───── Data for processing ─────

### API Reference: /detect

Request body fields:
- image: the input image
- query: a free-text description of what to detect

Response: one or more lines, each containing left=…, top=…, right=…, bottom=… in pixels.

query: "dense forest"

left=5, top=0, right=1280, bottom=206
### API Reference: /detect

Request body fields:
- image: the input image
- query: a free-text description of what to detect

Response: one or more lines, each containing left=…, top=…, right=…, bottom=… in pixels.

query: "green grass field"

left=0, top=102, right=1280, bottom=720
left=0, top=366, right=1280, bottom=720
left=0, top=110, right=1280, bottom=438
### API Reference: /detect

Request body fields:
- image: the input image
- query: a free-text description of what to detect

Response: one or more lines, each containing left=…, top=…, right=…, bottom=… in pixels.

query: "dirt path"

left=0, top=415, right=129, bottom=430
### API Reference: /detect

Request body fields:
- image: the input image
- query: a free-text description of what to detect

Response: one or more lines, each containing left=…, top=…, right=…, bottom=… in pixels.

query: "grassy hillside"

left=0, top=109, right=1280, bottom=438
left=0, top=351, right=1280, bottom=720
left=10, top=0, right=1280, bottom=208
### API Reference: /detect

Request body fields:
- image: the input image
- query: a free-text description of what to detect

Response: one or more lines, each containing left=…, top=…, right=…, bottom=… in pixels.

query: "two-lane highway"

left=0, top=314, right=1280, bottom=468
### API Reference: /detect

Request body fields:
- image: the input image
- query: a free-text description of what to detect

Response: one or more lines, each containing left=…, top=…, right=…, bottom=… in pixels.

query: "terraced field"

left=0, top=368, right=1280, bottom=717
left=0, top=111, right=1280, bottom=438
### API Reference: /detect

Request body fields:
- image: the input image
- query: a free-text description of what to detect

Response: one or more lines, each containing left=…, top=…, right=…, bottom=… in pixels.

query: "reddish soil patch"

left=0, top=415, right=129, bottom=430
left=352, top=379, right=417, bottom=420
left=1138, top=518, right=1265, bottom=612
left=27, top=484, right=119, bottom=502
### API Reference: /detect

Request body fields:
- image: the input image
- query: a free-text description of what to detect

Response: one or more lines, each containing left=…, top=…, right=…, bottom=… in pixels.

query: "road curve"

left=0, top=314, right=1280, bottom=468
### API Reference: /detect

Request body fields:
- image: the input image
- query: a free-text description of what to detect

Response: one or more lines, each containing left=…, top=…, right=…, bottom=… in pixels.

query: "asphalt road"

─────

= Job =
Extract every line of the records above verbatim and in their original order.

= Exercise response =
### API Reference: /detect

Request body fields:
- image: the input image
- query: a free-text description of what to detect

Response: one or more lines, each containing left=…, top=…, right=…, bottom=… in pixels.

query: "dense forest"

left=5, top=0, right=1280, bottom=206
### API Reference: /detect

Request body fields:
- image: the input image
- query: a free-text description of what to detect

Response: one or more lines, each containing left=…, top=…, right=…, bottom=… in pixels.

query: "green grass field"

left=0, top=102, right=1280, bottom=720
left=0, top=366, right=1280, bottom=720
left=0, top=110, right=1280, bottom=438
### API Reference: /detect

Request body fields:
- image: the input image
- query: a free-text description of what to detect

Response: one or more lines, each containing left=…, top=…, right=…, bottom=… in pixels.

query: "dirt path"

left=0, top=415, right=129, bottom=430
### API Reference: /detect

Request body fields:
- image: the input image
- query: a free-text description of what to detect

Response: one or more lines, each containing left=…, top=…, right=…, bottom=… in pixels.

query: "grassy hillside"

left=0, top=109, right=1280, bottom=438
left=0, top=351, right=1280, bottom=720
left=10, top=0, right=1280, bottom=208
### API Reference: /detect

Request body fields:
- image: the input image
- query: a free-text description of what to detect

Response: one or more lines, each containing left=…, top=…, right=…, bottom=… in pixels.

query: "two-lane highway"

left=0, top=314, right=1280, bottom=468
### API Reference: /detect

Request body fields:
- image: the input image
- query: a free-text description of what to detect

Response: one or more lines, each containing left=…, top=…, right=…, bottom=… in pixels.

query: "terraced field"

left=0, top=368, right=1280, bottom=717
left=0, top=111, right=1280, bottom=438
### API Reference: /detect

Request body fields:
- image: the input image
- query: a free-text description of what to detect

Response: one or more lines, each containing left=…, top=…, right=…, bottom=… in pixels.

query: "reddish soil patch"

left=0, top=415, right=129, bottom=430
left=352, top=379, right=417, bottom=420
left=1138, top=518, right=1265, bottom=612
left=27, top=484, right=119, bottom=502
### API Reference: /detect

Request body fields:
- image: the input image
- query: a free-text description of what to detect

Response: one or more lines, each containing left=…, top=…, right=…, bottom=… in pixels.

query: "road curve"

left=0, top=314, right=1280, bottom=468
### API Reference: /detect

Request body fields:
- image: the input image
- query: a free-text description of what to detect

Response: one or more lines, each containing left=…, top=…, right=…, bottom=… in pixels.

query: "asphalt road"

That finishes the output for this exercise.